What you are asked to do:
Keyword search on "dense": report each line of the records that contains it.

Available data:

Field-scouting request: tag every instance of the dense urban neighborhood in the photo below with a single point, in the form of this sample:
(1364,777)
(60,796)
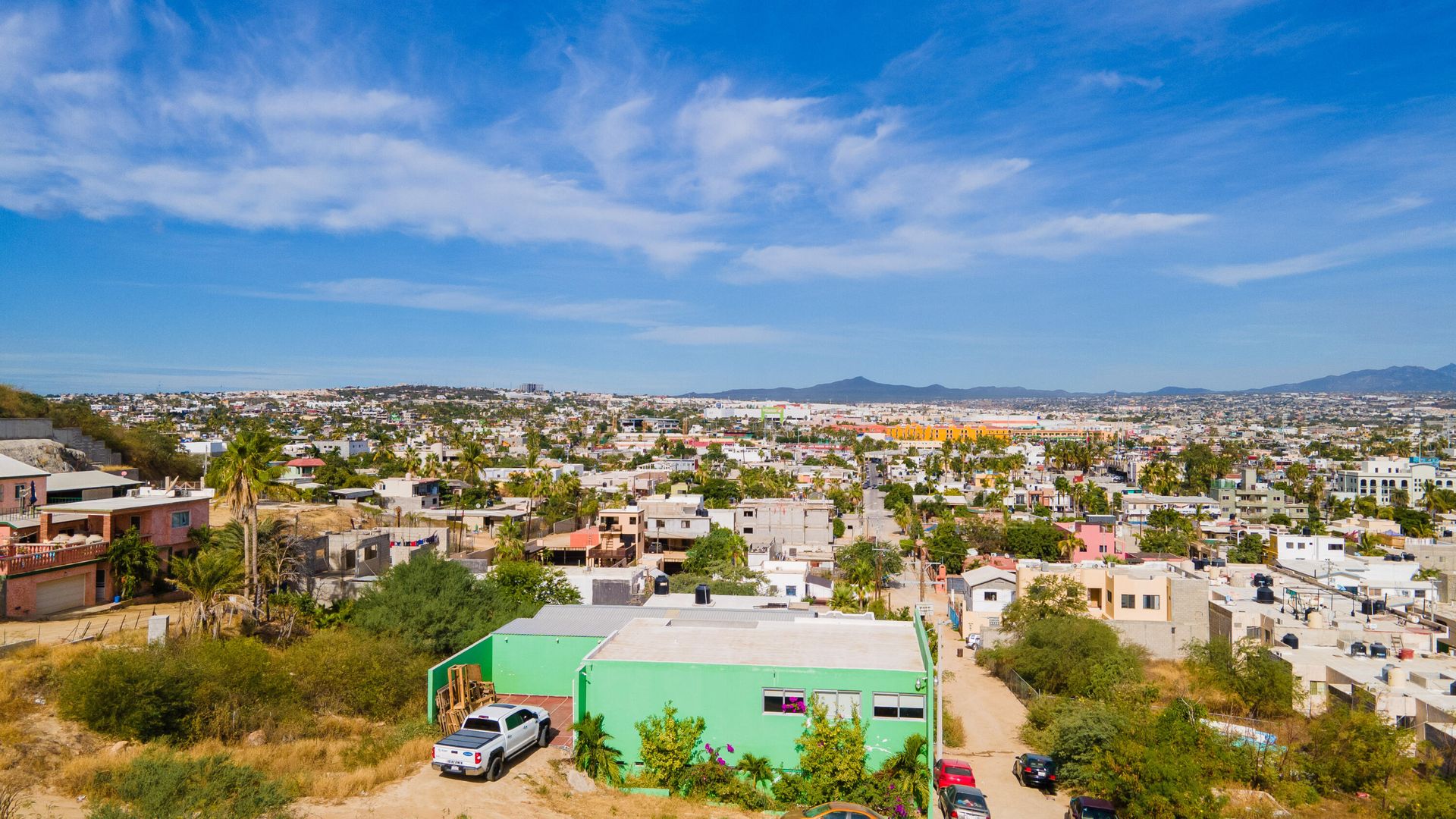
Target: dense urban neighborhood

...

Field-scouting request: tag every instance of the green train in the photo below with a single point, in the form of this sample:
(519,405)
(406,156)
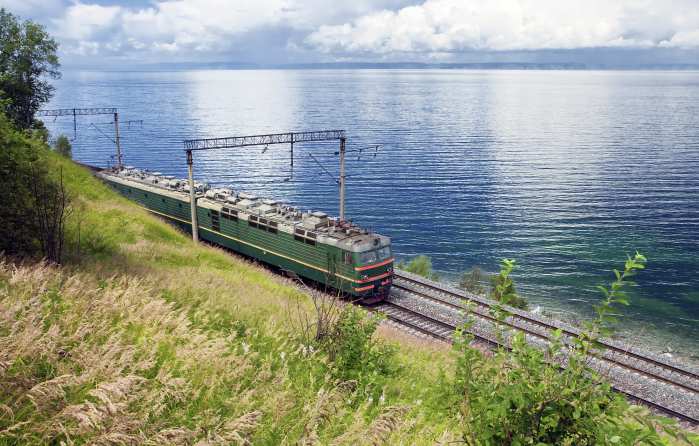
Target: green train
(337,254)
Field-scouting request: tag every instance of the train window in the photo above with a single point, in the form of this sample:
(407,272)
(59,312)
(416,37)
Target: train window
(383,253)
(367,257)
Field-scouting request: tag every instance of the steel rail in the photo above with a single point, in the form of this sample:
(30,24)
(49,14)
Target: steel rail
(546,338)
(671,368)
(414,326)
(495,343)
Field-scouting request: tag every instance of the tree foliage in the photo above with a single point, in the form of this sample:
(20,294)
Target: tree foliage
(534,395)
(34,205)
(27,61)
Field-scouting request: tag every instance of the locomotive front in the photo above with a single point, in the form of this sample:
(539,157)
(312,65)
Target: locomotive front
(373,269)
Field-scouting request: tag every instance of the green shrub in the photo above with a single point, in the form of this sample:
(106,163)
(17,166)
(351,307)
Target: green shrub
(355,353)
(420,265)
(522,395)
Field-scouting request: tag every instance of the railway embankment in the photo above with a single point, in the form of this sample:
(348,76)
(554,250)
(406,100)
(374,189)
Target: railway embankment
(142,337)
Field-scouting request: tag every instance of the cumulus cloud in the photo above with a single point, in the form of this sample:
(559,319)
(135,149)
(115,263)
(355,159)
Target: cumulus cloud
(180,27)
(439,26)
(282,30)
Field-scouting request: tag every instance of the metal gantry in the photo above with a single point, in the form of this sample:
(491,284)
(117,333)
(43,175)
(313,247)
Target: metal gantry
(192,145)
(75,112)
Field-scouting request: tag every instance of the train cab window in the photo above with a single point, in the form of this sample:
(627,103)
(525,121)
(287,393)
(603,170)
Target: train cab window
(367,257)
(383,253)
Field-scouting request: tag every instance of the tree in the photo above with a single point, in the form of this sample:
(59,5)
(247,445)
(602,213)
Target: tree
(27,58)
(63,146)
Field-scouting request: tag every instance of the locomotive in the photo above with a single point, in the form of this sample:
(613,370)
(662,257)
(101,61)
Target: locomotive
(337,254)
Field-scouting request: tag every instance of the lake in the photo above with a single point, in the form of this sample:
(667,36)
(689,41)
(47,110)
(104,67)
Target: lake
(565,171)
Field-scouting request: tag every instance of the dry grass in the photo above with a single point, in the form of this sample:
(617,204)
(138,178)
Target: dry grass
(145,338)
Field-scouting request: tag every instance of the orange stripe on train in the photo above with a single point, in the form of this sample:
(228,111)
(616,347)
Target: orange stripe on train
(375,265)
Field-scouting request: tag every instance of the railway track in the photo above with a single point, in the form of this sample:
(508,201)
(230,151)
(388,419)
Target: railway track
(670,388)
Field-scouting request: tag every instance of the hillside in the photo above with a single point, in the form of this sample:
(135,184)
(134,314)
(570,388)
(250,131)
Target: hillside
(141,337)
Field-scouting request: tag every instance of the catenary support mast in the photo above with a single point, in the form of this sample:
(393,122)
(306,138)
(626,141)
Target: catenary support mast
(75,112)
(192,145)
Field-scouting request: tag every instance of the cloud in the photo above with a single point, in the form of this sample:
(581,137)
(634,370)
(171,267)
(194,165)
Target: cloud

Output for this exercise:
Field-scouting request: tag every instance of the dense urban neighborhood in the photo below with a single point, in the form of this sample:
Target: dense urban neighborhood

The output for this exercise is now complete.